# First wave of GK rumors from Blood of Kittens is up



## tastytaste (Mar 31, 2009)

Here is some clarification of the big rumors that have been floated around the Internet concerning the GK codex.

1. GK codex WILL NOT have inducted units. Allies are effectively gone!

2. If it has boobies it will not be in the GK codex if has man parts it will be in this dex. That means Penitent Engines, Argo flagellants, Priests are in.

3. GK and GKT have plastic kits and will be troop choices.

4. Release Date is March-May window.

5. The Stormraven is in (duh) and along with Penitent Engines are currently the only two Fast Attacks slots in the dex.

6. Look for HQs changing the FoC around

7. GW will not take away your toys meaning if you bought 50 Imperial Storm Troopers they will have a place in the GK codex

8. Assassins are in as an Elite slot and any type of GK army can take them.

Let us start with the mundane stuff

GKs are Space Marines they do not have Fearless or Stubborn they have Combat Tactics and They Shall Know No Fear

GKs only vehicles options are Land Raiders, Razorbacks, Rhinos, Chimera and Stormraven. All GK vehicles are immune to Shaken and Stunned. Stormraven is not a dedicated Transport.

GKs do not get Bikes, Jump Packs, or Chaplains

All GKs are psyker and their powers act very much in the same way as Psyker Battle Squad.

GKs will not have access to most Vanilla Marine Gear especially Heavy Weapons and Special Weapons (No Melta Spamming)

Let us get down to some specifics

Brother-Captain Stern has Eternal Warrior and his attacks can remove models from play.

The Grand Master gives out special abilities to GK units (Not USRs) We are talking weapon upgrades and minor wargear bonuses.

All GKs cause Deep Striking units to mishap if placed within 6 inches of any Grey Knight unit.

All GKs Nemesis Force Weapons are Force Weapons and no longer Str 6.

Unlike the Archon’s court from the Dark Eldar Codex Henchman + Witchhunter rejects are Elite slots. These Squads can be mixed and have many options. For instance the Warrior can get Storm Shields and power weapon. Henchman act more like Beast Master Squads than the Archon’s Court.

Henchman include everything Daemonhosts, Death-Cult Assassins, Argo flagellants, Priests, Stormtroopers, Warriors

Holocaust is now 12 inch large blast

Mystic is now only a teleport homer

All GK vehicles are immune to Shaken and Stunned (Sacred Hull). Stormraven is not a dedicated Transport. All GK vehicles are psykers with LD 10

Blessed is now a vehicle psychic power that picks one facing and raises the AV by 2 to a max of 14

GKs have access to GK Command Squads giving them access to Apothecaries (FNP)

Vindicare has unlimited ammo for all special shots.

Okie guys this does it for Part 1 of Grey Knight rumors. Everyone still has time to join the Grey Knight rumor group by registering with BoK. Come back in about 10 hours when the second wave of leaks are spilled for your enjoyment found only on the Blood of Kittens Network.

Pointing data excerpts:
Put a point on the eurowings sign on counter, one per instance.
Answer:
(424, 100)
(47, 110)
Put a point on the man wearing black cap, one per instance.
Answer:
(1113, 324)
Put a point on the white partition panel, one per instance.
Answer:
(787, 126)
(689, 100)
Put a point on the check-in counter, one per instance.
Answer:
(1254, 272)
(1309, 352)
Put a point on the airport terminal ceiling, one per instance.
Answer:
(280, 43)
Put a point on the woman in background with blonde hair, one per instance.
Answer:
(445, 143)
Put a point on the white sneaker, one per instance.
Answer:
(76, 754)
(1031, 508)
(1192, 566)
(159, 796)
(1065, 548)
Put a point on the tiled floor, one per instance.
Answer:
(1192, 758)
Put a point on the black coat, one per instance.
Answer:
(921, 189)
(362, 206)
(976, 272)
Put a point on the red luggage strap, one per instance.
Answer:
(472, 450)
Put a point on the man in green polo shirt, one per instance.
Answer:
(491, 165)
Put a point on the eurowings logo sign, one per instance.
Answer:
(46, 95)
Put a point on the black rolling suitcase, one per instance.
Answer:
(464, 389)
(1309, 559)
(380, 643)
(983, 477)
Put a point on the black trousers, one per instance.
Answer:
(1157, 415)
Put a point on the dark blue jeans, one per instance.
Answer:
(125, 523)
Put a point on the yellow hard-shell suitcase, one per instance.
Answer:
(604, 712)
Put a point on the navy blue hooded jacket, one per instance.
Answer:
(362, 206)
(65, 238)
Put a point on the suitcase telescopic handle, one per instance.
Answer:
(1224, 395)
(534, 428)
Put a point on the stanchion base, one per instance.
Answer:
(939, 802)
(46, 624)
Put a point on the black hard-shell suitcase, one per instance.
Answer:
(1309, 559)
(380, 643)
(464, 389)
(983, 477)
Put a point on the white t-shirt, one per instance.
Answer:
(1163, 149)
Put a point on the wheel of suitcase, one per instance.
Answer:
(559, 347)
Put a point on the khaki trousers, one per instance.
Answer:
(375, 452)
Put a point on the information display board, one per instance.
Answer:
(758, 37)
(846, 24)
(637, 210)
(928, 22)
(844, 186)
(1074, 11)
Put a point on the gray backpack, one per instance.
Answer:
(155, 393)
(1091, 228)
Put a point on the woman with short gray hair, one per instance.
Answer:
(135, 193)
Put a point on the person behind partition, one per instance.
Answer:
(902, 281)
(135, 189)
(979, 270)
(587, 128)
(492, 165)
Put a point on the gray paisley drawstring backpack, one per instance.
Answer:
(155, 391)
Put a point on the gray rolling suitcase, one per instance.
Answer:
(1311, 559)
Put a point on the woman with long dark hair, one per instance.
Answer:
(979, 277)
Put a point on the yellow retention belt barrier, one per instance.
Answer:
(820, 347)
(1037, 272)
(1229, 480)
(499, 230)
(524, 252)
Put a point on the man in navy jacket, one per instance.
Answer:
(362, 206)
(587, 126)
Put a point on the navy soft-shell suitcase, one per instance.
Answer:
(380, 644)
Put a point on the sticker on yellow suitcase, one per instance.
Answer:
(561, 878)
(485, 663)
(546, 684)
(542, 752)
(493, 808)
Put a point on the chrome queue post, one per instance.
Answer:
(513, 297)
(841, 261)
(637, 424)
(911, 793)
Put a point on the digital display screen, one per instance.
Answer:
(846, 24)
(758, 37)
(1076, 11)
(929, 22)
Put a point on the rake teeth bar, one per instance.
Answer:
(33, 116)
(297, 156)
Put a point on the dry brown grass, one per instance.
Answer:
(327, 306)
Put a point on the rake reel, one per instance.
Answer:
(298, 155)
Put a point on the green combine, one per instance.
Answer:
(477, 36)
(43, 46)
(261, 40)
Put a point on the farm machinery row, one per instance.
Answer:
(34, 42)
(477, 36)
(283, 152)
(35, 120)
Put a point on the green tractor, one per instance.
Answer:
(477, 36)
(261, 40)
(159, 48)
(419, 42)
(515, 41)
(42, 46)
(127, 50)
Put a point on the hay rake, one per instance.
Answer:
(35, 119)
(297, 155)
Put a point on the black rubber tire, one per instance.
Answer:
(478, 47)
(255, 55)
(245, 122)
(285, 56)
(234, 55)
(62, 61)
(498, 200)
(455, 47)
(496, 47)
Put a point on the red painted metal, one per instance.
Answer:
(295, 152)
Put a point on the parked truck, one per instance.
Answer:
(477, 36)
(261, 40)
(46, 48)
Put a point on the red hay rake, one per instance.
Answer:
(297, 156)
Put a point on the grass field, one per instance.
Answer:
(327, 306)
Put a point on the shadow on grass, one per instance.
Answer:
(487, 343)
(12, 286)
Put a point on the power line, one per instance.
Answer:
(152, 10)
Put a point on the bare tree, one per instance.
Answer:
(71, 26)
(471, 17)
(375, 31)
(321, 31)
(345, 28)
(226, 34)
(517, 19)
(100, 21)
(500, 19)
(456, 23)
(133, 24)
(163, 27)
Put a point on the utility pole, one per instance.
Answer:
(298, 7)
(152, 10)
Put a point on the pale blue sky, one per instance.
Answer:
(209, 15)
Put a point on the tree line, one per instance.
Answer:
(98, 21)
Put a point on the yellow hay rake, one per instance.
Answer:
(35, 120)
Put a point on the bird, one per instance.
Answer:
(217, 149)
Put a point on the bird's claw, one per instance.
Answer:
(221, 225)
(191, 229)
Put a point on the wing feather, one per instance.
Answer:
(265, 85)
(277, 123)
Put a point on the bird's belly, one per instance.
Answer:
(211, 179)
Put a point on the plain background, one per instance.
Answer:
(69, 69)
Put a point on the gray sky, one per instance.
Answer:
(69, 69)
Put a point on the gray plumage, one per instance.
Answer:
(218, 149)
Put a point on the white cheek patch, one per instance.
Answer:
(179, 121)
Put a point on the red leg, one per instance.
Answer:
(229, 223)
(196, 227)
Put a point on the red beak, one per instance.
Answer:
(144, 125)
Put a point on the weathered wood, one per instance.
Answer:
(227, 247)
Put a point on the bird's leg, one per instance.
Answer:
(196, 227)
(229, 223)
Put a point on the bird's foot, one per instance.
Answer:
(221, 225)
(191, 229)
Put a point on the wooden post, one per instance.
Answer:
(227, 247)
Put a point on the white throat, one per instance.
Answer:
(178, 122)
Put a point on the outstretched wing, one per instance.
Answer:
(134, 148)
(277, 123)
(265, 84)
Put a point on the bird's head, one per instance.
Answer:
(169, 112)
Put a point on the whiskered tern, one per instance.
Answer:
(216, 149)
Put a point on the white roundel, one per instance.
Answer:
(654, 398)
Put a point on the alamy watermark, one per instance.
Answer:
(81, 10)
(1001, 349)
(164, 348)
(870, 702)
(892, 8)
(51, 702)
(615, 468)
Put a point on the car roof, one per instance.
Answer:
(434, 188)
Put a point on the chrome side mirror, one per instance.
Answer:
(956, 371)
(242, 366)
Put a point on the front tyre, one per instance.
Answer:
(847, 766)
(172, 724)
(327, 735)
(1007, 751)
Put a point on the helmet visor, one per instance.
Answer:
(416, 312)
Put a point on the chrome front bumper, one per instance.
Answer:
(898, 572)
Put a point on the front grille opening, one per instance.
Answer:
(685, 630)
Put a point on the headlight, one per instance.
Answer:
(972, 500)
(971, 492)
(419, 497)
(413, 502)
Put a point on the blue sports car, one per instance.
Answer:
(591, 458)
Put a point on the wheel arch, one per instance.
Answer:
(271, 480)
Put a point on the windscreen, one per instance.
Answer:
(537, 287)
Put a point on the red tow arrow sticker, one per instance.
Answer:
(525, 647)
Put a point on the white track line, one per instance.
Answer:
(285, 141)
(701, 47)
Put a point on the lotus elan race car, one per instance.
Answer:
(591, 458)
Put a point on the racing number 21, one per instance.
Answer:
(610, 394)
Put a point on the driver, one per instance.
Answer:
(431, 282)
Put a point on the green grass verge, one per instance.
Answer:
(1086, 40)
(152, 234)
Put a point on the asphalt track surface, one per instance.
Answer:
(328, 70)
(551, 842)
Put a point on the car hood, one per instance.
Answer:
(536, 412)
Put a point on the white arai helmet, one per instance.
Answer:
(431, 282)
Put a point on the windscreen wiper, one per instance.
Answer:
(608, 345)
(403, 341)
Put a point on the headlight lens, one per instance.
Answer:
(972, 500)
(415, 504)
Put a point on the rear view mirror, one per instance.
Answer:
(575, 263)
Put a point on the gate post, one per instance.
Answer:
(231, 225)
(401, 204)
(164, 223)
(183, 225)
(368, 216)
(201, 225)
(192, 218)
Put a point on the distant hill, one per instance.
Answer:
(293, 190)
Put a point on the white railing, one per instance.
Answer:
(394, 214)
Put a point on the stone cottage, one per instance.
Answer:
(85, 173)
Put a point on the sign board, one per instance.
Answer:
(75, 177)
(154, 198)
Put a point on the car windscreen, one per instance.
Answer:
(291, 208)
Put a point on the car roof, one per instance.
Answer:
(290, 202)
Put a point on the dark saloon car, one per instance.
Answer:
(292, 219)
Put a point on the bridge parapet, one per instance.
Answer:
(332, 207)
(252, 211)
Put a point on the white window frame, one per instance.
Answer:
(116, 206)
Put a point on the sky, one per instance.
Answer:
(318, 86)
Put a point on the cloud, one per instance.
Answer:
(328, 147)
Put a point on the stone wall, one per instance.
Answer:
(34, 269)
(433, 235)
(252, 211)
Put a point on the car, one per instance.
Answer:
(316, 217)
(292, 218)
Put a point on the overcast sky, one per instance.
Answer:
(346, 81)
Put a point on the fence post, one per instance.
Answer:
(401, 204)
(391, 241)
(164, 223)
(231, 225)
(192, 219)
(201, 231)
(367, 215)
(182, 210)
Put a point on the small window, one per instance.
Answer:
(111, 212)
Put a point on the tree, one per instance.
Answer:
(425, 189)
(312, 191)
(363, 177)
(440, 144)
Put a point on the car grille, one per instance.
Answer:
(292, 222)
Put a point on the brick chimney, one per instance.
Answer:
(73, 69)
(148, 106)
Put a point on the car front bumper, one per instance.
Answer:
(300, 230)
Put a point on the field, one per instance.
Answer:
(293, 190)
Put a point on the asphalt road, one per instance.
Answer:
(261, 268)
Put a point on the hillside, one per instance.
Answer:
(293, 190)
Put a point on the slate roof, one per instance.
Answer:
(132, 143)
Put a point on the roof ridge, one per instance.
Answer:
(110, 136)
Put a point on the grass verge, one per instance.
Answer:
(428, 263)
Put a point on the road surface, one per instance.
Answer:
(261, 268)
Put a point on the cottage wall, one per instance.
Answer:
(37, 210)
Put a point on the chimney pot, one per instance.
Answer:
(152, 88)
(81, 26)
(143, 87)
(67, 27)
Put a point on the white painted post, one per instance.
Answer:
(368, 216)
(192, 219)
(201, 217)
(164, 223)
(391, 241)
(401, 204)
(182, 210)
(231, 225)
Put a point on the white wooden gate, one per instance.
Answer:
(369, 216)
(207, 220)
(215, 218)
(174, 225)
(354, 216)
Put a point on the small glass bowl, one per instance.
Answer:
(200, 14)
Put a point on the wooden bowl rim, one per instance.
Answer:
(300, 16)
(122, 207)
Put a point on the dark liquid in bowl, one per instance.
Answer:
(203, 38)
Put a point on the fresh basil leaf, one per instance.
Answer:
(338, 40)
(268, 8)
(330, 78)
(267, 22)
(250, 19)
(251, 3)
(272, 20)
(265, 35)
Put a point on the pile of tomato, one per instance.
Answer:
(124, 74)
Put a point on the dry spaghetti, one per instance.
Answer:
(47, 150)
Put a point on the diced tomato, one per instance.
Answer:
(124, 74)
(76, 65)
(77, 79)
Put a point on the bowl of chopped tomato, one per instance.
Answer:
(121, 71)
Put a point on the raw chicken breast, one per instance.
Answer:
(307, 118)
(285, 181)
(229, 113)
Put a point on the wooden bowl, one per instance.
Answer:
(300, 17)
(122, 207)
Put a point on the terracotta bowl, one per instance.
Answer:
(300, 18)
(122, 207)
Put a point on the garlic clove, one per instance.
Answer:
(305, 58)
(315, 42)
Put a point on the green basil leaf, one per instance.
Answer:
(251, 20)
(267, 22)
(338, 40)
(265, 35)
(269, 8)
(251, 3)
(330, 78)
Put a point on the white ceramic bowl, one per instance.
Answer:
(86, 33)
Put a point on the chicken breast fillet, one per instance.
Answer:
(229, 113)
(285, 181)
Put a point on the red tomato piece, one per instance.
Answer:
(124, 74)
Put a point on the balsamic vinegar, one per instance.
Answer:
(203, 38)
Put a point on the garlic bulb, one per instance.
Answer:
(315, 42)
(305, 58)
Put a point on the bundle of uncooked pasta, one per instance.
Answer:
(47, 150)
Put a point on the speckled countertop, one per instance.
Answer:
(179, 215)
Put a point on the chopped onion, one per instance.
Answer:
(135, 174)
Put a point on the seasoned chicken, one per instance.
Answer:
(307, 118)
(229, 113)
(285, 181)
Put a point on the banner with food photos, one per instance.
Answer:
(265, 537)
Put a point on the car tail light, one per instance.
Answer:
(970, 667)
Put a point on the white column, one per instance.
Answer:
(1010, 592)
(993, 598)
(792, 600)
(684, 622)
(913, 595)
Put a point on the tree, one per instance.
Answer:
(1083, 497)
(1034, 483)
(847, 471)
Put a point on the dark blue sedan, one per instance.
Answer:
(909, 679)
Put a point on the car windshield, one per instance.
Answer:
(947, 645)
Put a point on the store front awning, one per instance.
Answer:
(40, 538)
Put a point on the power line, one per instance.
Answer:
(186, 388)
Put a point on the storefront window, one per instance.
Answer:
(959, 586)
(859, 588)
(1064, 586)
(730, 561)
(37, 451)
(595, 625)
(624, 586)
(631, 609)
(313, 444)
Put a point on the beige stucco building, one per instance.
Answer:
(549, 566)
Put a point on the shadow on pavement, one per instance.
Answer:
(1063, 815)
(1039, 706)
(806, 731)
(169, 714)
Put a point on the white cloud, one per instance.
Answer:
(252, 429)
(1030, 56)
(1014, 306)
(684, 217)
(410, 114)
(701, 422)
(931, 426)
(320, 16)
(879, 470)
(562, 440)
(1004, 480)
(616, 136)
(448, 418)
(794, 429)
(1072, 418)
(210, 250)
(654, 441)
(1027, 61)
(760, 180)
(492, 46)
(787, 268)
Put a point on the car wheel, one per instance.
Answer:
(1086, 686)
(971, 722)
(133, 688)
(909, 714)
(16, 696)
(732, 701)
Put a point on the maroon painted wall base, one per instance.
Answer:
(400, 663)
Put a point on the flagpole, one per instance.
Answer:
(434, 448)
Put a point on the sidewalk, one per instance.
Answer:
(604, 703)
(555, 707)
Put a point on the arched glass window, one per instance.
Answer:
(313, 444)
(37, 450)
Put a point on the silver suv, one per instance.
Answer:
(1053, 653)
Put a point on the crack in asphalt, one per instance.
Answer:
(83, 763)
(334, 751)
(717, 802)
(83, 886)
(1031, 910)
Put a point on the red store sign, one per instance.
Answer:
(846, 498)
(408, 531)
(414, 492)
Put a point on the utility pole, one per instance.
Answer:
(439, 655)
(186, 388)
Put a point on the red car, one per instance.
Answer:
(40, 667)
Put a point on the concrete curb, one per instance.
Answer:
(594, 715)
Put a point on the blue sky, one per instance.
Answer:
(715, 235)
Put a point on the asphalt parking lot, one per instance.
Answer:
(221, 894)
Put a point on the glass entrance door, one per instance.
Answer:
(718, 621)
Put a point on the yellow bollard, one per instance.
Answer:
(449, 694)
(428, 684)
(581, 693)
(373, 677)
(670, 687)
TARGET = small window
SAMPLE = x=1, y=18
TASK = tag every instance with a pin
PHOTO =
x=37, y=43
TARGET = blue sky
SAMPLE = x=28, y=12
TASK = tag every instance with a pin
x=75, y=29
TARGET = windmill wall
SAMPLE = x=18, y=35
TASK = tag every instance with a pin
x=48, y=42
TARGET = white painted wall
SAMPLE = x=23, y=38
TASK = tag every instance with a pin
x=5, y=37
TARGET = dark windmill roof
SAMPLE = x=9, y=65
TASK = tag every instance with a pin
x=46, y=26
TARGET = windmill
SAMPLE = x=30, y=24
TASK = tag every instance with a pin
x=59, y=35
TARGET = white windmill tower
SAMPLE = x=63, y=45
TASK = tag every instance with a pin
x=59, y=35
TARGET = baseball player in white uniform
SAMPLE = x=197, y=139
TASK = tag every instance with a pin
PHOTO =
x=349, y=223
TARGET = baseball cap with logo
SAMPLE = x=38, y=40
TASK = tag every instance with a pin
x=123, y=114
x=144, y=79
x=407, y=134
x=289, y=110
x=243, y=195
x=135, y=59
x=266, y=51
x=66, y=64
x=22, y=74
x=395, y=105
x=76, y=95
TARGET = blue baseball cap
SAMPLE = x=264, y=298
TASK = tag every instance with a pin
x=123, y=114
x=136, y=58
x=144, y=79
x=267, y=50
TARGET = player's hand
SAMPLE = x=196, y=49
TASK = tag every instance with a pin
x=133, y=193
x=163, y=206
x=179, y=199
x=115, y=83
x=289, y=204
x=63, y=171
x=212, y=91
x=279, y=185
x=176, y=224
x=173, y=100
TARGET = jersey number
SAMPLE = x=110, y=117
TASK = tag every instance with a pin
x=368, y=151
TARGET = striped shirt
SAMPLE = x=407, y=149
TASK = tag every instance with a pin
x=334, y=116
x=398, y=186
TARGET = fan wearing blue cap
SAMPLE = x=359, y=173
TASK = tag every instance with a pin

_Exercise requirements_.
#1 For each statement, say yes or no to whether it agrees with the Grey Knights rumor post, and quote the post's words that decide it. (a) Grey Knights get Chaplains. (b) Holocaust becomes a 12 inch large blast. (c) Blessed can raise a vehicle's AV above 14.
#2 Carry on the Grey Knights rumor post with its next part, starting after its final sentence.

_Outputs_.
#1
(a) No: "GKs do not get Bikes, Jump Packs, or Chaplains"
(b) Yes: "Holocaust is now 12 inch large blast"
(c) No: "raises the AV by 2 to a max of 14"

#2
http://bloodofkittens.com/blog/2010/12/01/network-news-grey-knight-leaks-rumors-part-1/

Enjoy


----------



## KingOfCheese (Jan 4, 2010)

Interesting....

Will this make the current Daemon-hunters codex illegal after the release? (assuming so)
What is happening with the Witch Hunters?
Is their codex still legal?
Are they getting a new one?

Got a tournament in June and it may make things a little confusing....


----------



## gen.ahab (Dec 22, 2009)

Eh, nothing to wild. Heard most of it before. Nice to have it all in text format.


----------



## Stephen_Newman (Jul 14, 2009)

Not believing why the daemonhunters use crazy witch hunter stuff like the penitent engines and yet the sisters are not seen anywhere.

I fail to see how a death cult assassin is going to be part of an inquisitors retinue.

I also find it hard to believe that GK termies can be troops unless using a grand master opens this option.

Also having trouble believing that penitent engines and stormravens, neither of which have been previously been fast attack and yet now are.

So in short a lot of plotholes and thus quite unbelievable.


----------



## bitsandkits (Mar 18, 2008)

All sounds like bollocks to me


----------



## Vaz (Mar 19, 2008)

Yeah, 12" Diameter S5 AP1 Blast. 

Fuck off.

GKT plastic, yeah, fine. Troops? Eh, nice idea.

All Grey Knights have Weapons? Yeah, and I'm Jewish.


----------



## GrizBe (May 12, 2010)

I'm calling bull on alot of that too. No Chaplins? We've been told about a chaplin character from other known reliable sources. Downgrading the NFW sounds like bull to. Some of the rest of that sounds too confusing... and as said, pretty much its not anything we haven't heard already from known reliable sources....


----------



## Vaz (Mar 19, 2008)

GrizBe - Downgrading NFW? On the case of a couple of models in the army - which are currently too expensive to take regularly.

But in the current form, is having 30 Force Weapons in an army still OP'd?


----------



## GrizBe (May 12, 2010)

Thats kinda the point... GK's are The elite of the elite. They are meant to be overpowered, not just a bunch of marines with fancy toys.


----------



## KingOfCheese (Jan 4, 2010)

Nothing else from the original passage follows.